• What the exercise asks
Return only those lines of the records below in which "written" appears.

• Entries supplied
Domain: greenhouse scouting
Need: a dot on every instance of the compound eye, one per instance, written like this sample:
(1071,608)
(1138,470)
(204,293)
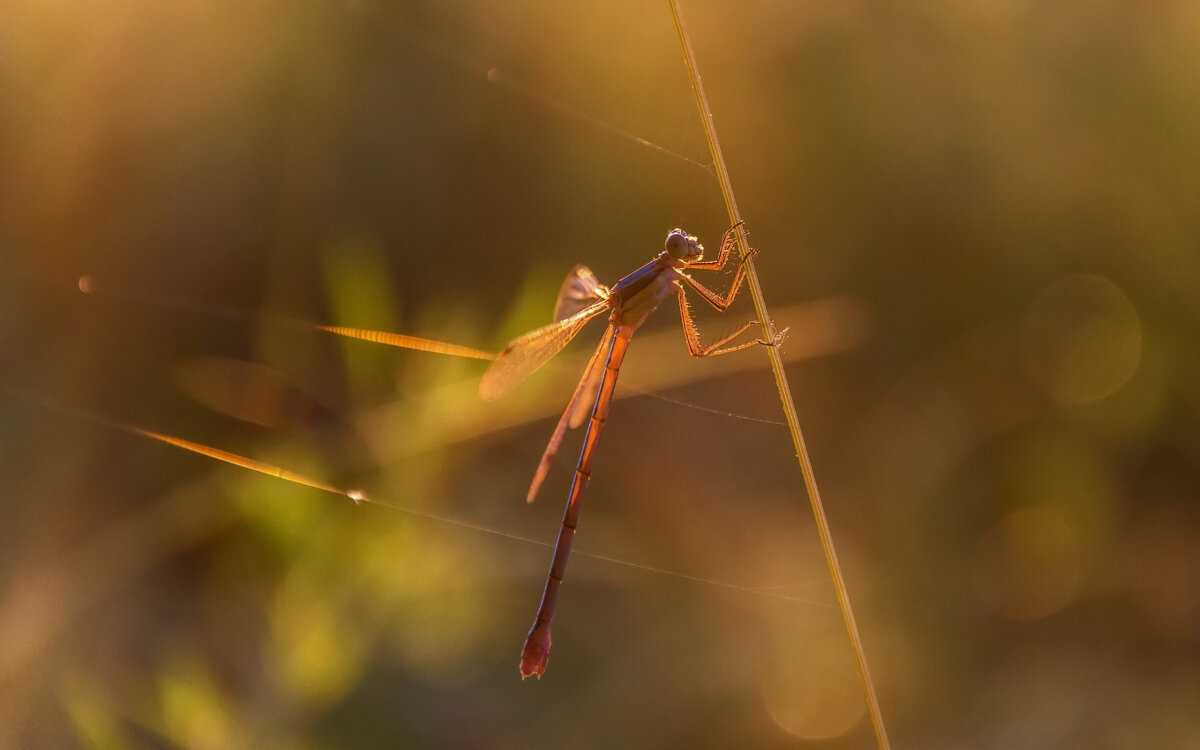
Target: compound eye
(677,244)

==

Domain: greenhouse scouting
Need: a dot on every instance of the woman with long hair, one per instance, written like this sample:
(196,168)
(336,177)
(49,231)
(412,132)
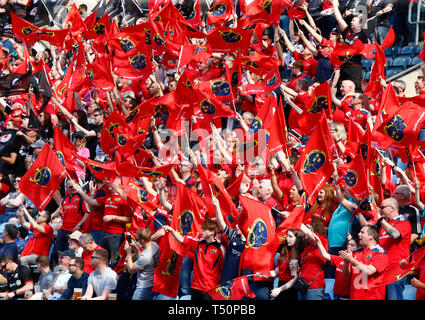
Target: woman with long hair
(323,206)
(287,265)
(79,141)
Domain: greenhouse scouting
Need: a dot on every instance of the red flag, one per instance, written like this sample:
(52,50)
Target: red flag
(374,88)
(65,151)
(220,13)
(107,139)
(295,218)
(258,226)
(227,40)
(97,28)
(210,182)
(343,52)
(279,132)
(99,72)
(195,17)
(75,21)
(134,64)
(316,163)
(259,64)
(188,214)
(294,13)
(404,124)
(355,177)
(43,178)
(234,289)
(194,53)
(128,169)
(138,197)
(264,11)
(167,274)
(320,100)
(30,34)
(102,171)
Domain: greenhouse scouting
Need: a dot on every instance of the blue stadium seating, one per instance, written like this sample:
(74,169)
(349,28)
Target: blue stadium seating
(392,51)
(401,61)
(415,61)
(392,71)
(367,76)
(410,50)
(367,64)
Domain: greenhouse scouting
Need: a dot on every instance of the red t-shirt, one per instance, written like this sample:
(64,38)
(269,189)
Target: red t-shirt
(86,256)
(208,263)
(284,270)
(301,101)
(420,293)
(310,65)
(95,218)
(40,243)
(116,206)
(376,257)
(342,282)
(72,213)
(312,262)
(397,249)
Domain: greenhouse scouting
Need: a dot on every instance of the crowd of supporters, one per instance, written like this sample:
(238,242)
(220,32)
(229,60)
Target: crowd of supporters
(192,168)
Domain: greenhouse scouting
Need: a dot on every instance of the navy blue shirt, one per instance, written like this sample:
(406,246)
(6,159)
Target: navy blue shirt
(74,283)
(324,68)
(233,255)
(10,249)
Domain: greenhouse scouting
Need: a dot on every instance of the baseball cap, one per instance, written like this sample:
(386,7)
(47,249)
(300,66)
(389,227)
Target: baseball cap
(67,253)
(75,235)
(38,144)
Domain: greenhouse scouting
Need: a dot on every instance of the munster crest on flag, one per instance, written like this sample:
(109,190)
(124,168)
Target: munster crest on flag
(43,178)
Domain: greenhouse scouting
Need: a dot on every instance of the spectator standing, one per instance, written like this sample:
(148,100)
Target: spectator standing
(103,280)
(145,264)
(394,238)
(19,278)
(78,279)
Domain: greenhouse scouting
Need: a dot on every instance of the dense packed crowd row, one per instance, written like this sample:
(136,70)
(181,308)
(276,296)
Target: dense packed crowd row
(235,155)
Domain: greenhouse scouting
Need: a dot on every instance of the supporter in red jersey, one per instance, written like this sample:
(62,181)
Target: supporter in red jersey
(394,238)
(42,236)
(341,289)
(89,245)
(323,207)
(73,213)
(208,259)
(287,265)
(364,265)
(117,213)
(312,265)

• Answer to the exercise
Need: a dot on every instance of the compound eye, one per instance, written like this sample:
Need: a dot on every instance of the woman with long hair, one per instance, written like this sample:
Need: a dot on every instance of the red flag, one per instance, written like this sample:
Need: a dot on every instance of the blue stadium seating, one per instance, written like this sample:
Need: a dot on every instance of the red t-shirt, one per instance, written like this sample:
Need: a dot on every instance of the crowd of supporters, one per instance, written like this sample:
Need: a dot on every instance of the navy blue shirt, one per instance, written like this sample:
Need: a dot on every instance of the baseball cap, one per instance, written like this sample:
Need: a dot on every instance of the munster crest on flag, one per instance, written like this sample:
Need: a dot on every instance of the spectator standing, one per instance, written like this sample:
Need: a dot on every instance of the dense packed crowd row, one per instance, written like this sample:
Need: a dot on every instance of the supporter in red jersey, one per instance, written like this sample:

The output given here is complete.